start Given records
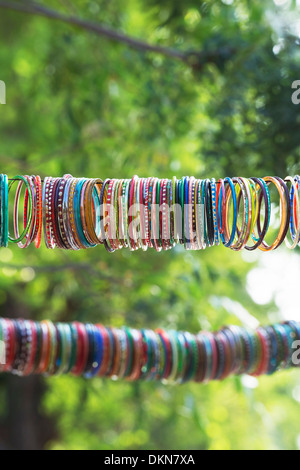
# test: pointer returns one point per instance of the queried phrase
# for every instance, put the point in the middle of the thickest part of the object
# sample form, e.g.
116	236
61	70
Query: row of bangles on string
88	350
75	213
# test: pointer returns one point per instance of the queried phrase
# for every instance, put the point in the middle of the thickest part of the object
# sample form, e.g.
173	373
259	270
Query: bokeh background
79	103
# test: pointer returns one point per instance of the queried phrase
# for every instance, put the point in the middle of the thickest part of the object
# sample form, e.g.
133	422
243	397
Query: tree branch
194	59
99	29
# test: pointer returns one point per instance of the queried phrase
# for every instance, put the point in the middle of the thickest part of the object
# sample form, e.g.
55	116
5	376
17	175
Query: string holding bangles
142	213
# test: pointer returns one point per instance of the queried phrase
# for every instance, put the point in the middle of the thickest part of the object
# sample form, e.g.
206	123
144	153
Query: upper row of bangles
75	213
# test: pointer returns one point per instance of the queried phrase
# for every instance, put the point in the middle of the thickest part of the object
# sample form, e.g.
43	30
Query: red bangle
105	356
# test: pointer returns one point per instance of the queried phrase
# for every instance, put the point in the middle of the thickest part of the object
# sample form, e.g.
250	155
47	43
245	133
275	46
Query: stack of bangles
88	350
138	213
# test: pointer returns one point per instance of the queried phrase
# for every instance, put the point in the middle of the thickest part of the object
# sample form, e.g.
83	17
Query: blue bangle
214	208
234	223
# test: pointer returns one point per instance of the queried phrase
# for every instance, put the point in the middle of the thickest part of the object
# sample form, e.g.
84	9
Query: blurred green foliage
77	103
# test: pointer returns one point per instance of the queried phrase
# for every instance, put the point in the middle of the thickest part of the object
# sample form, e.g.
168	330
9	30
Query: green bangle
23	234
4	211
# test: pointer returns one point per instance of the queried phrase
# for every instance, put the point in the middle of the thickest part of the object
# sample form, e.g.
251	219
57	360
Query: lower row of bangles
end Given records
• Objective:
Quote every record above exactly, omitting any pictures they contain.

• Response to the exercise:
# test: pointer returns one point per instance of the queried phrase
# for every instance, put the point in the middle of the thickest part of the object
# sample form, e.g.
116	236
61	70
Query: row of bangles on string
88	350
75	213
# test: pointer returns one point per instance of the queried phrase
# for every instance, put the point in the middle of the thickest part of the object
# sample form, e.g.
173	373
259	270
Query: bokeh background
79	103
# test: pointer returns one point per instance of the queried phrase
# for every instance, put the point in the middle of the thickest part of the object
# sample form, e.g.
133	422
243	397
Query: tree branch
194	59
99	29
# test: pointer returns one point per instance of the queried phrase
# for every instance, put the point in the middle of the thickest part of the object
# sample form, e.g.
55	116
5	376
17	175
Query: string holding bangles
142	213
# test: pointer returns one point per instance of the queried phrase
# for every instance, put the point in the middle of the thickest part of the object
# sample form, e.g.
206	123
144	153
Query: upper row of bangles
75	213
# test: pointer returns one point per instance of the queried phrase
# for every instance, put the point in the middle of the thickest part of the object
# sample form, e.g.
43	30
Query: red bangle
105	356
# test: pointer returns one point per instance of the queried phrase
# for every instance, put the point in the middle of the thickest part of the object
# sample form, e.g.
250	155
47	43
245	133
275	46
Query: stack of bangles
88	350
138	213
# test: pointer returns one point per instance of the queried phrase
# for every instance, put the point in the middle of the thickest part of the object
# sample form, e.g.
83	17
Query: blue bangle
214	208
234	223
# test: pointer returns one point per instance of the queried phrase
# for every instance, put the point in the middle of the thickest part of the object
# sample form, e.g.
84	9
Query: blurred green foliage
77	103
# test: pointer returns one point per instance of the queried phrase
# for every instance, put the point in the middle of the thickest part of the object
# sample form, e.g.
168	330
9	30
Query: green bangle
23	234
4	211
# test: pointer returns one point per instance of the queried phrase
# for every instance, put the point in the middle of the thickest part of the object
# sample form, e.g.
251	219
57	360
Query: lower row of bangles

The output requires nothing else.